[BEGIN]

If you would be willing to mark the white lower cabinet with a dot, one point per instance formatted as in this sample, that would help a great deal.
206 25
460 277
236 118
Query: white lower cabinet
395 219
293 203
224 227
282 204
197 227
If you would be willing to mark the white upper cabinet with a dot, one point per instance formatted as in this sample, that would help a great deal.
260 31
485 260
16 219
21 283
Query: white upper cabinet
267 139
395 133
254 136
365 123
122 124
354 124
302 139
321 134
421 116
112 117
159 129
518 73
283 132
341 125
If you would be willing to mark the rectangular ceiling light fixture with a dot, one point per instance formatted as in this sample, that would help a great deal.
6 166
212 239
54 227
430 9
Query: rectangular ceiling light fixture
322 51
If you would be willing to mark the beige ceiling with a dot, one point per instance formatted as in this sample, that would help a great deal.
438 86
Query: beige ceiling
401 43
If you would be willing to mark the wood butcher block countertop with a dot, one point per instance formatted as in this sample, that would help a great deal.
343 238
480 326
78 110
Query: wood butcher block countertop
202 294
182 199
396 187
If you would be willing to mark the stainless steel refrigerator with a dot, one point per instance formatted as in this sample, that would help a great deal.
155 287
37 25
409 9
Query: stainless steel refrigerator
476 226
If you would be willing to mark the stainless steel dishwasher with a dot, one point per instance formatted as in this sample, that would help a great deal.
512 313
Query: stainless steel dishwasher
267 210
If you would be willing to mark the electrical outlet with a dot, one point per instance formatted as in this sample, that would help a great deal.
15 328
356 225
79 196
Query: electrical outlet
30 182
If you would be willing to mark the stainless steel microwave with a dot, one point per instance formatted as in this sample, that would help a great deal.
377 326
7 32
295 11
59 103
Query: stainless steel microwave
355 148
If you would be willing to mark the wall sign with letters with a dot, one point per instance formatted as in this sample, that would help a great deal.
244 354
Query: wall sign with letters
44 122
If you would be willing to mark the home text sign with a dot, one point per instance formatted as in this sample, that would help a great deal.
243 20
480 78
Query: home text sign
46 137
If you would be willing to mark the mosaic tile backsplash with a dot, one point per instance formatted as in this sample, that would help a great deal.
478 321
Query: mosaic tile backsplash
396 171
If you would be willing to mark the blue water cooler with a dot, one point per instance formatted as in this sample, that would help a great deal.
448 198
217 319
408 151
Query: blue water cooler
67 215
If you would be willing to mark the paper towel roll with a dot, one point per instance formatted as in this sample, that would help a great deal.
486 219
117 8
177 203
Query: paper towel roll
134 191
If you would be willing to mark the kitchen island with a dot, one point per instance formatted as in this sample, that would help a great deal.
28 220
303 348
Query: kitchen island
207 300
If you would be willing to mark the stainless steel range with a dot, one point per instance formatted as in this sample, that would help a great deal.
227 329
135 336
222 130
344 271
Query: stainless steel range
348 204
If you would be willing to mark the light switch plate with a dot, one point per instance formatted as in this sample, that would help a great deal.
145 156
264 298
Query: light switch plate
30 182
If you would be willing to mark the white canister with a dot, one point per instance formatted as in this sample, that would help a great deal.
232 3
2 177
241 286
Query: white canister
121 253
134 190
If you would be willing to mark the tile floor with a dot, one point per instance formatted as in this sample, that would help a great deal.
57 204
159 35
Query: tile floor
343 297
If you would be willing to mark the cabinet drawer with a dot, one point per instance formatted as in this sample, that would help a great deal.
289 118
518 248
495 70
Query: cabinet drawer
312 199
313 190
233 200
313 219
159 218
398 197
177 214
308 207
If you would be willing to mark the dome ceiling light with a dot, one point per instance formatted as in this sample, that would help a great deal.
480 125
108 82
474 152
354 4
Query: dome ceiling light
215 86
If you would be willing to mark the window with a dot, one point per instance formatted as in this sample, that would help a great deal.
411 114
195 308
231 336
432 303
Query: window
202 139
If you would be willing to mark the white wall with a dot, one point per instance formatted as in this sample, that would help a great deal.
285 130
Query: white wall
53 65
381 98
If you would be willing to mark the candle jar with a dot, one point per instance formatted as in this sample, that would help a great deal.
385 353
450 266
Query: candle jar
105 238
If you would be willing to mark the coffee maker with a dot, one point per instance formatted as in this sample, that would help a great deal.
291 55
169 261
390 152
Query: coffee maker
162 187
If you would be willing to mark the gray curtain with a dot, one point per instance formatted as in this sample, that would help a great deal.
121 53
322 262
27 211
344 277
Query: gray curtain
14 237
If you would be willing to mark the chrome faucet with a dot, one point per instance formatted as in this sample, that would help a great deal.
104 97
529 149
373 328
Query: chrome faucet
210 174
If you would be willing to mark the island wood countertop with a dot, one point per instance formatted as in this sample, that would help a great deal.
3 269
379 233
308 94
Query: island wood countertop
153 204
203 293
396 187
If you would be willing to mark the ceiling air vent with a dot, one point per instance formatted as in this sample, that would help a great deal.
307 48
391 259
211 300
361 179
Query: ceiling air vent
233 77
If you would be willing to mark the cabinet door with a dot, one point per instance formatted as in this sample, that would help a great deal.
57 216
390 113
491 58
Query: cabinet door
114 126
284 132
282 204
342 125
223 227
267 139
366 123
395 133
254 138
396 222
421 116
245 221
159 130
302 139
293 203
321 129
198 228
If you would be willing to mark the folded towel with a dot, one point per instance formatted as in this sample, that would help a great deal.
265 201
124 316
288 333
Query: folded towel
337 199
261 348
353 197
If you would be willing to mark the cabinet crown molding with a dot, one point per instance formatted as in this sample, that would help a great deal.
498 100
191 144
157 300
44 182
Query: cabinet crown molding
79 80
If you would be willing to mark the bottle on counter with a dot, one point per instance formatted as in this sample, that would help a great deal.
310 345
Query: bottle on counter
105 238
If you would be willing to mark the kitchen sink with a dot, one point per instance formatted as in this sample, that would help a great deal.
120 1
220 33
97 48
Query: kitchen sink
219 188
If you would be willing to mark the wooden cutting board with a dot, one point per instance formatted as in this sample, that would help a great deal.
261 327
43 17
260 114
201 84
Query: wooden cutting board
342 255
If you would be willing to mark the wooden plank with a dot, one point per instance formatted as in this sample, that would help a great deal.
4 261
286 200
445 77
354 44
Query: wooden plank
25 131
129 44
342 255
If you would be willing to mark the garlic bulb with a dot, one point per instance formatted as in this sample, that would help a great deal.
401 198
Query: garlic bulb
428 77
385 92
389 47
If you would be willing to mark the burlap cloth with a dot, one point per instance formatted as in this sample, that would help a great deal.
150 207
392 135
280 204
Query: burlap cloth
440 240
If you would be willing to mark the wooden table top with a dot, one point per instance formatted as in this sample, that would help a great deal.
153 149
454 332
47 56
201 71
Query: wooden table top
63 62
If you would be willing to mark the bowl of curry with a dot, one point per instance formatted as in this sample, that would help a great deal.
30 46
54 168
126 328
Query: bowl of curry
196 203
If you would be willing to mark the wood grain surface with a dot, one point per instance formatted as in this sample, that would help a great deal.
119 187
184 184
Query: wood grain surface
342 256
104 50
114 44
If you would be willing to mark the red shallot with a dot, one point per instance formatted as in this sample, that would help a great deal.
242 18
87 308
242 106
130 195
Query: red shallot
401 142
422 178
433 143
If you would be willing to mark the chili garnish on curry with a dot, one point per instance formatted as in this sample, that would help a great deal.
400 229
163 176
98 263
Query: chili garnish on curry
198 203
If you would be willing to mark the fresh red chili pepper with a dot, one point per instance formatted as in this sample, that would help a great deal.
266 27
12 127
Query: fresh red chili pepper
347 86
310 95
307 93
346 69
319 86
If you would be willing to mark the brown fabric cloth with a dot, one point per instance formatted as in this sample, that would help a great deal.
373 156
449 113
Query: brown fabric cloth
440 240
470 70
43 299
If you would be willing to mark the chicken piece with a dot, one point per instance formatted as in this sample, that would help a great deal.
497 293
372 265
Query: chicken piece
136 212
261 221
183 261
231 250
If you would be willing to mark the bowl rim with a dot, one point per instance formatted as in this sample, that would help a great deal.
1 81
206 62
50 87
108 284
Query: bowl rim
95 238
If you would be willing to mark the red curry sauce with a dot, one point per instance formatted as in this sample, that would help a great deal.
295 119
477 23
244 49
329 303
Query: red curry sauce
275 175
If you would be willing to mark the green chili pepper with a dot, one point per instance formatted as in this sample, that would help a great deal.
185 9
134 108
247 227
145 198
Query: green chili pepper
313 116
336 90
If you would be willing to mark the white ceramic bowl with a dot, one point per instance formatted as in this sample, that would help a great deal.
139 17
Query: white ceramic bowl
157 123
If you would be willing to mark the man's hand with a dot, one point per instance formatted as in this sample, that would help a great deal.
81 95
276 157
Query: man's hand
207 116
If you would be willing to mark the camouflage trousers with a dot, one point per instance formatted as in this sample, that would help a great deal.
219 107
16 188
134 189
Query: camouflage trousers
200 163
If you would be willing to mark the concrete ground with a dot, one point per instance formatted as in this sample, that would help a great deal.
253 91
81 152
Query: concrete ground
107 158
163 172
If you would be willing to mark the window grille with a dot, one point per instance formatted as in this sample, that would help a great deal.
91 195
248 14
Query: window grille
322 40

[END]

### Exercise
Quote exactly and only the lines from the one holding "If you would be willing to mark the green" through the end of the data.

### Result of this exercise
If you would be willing to mark the green chili pepper with a dot, one point per instance formatted as in this sample, that would help a great deal.
185 9
134 108
247 227
145 198
Query: green chili pepper
313 116
336 90
If you would be willing to mark the white ceramic bowl with a dot, one point per instance formatted as in this sample, that would help a great deal.
139 17
Query: white ceramic bowl
157 123
If you would be willing to mark the man's hand with a dot, one point per instance formatted as in this sample, that would help a great deal.
81 95
276 157
Query: man's hand
207 116
If you would be willing to mark the camouflage trousers with a dot, one point per instance formatted as in this sample, that would help a great deal.
219 107
16 188
134 189
Query: camouflage trousers
200 163
If you would be willing to mark the concrete ground with a dot, one point per instance formatted as in this sample, that would help a great deal.
253 91
81 152
Query: concrete ground
107 158
163 172
If you would be willing to mark the window grille with a dot, one point per instance formatted as in this sample, that would help a great deal.
91 195
248 14
Query: window grille
322 40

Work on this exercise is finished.